- [Text provided]:
★ ★ ★ ★

You can configure different embedding models via environment variables:

# OpenAI Models
EMBEDDING_MODEL=text-embedding-ada-002
EMBEDDING_MODEL=text-embedding-3-small
EMBEDDING_MODEL=text-embedding-3-large

# Custom Models (if supported)
EMBEDDING_MODEL=custom-model-endpoint

Advanced Configuration

Environment Variables

# API Configuration
API_HOST=127.0.0.1
API_PORT=8000
DEBUG=false

# OpenAI Configuration
OPENAI_API_KEY=your_api_key
OPENAI_MODEL=gpt-4.1-nano
OPENAI_TOKEN_LIMIT=2048
OPENAI_TIMEOUT=30

# Embedding Configuration
EMBEDDING_MODEL=text-embedding-ada-002
EMBEDDING_BATCH_SIZE=100
EMBEDDING_TIMEOUT=60

# Database Configuration
CHROMA_DB_PATH=./data/vector_store
METADATA_DB_PATH=./data/metadata.db

# Cache Configuration
CACHE_TTL=3600
CACHE_MAX_SIZE=1000

# Rate Limiting
RATE_LIMIT_REQUESTS=100
RATE_LIMIT_WINDOW=3600

# Logging
LOG_LEVEL=INFO
LOG_FORMAT=json

# Workspace
WORKSPACE_ROOT=/path/to/workspace

Performance Tuning

# Increase batch size for faster indexing
EMBEDDING_BATCH_SIZE=200

# Adjust cache settings
CACHE_TTL=7200
CACHE_MAX_SIZE=2000

# Modify rate limits
RATE_LIMIT_REQUESTS=500
RATE_LIMIT_WINDOW=3600

Extending the Backend

Adding New Languages

Update Language Map:

# In app/api/v1/endpoints.py
LANGUAGE_MAP['new_ext'] = 'new_language'

Extend Code Parser:

# In app/services/code_parser.py
def parse_new_language(self, code: str):
    # Implement language-specific parsing
    pass

Add Language Support:

def extract_functions_new_language(self, parsed_code, source_code):
    # Extract functions for the new language
    pass

Custom Embedding Models

Create Custom Embedder:

class CustomEmbedder:
    def embed(self, texts: List[str]) -> List[List[float]]:
        # Implement custom embedding logic
        pass

Update Configuration:

# In app/services/embedder.py
if settings.EMBEDDING_MODEL == "custom":
    embedder = CustomEmbedder()

Custom Search Logic

Extend Vector Store:

class CustomVectorStore(VectorStore):
    def custom_search(self, query: str, **kwargs):
        # Implement custom search logic
        pass

Add Custom Endpoints:

@router.post("/custom_search")

★ ★ ★ ★

- [Excerpted records]:
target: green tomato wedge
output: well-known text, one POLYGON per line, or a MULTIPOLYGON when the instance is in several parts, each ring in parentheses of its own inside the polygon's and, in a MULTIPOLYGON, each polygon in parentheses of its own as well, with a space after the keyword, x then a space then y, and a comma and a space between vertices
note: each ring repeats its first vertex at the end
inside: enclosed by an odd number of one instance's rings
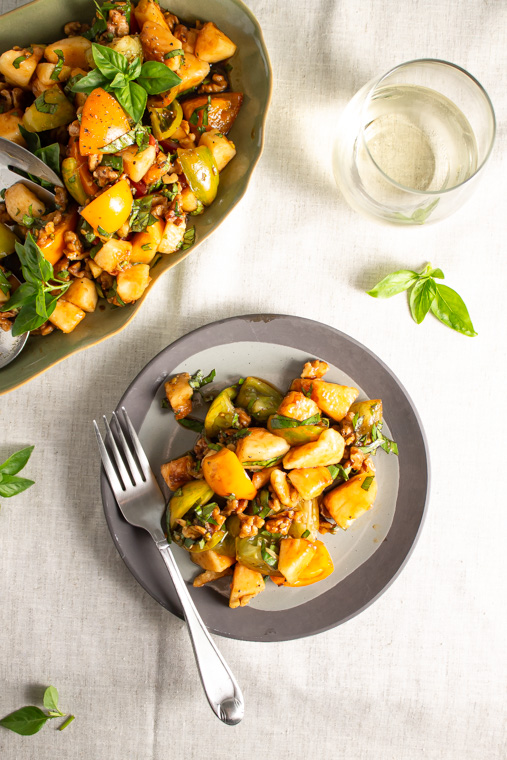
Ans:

★ ★ ★ ★

- [To do]:
[a] Based on the configuration guide, state whether each statement agrees with it. Answer yes or no and quote the words that decide it. (i) The API port is set to 8000. (ii) Under performance tuning, the cache time-to-live is raised to 7200. (iii) Debug mode is turned on.
[b] In the configuration guide, rewrite the part that opens with the words containing "Custom Embedding Models" and closes with "embedder = CustomEmbedder()", renaming "CustomEmbedder" to "LocalEmbedder" everywhere in it.
[c] In the configuration guide, what path is given for the Chroma database?

- [Answers for this exercise]:
[a] (i) Yes: "API_PORT=8000". (ii) Yes: "CACHE_TTL=7200". (iii) No: "DEBUG=false".

[b]
Custom Embedding Models

Create Custom Embedder:

class LocalEmbedder:
    def embed(self, texts: List[str]) -> List[List[float]]:
        # Implement custom embedding logic
        pass

Update Configuration:

# In app/services/embedder.py
if settings.EMBEDDING_MODEL == "custom":
    embedder = LocalEmbedder()

[c] ./data/vector_store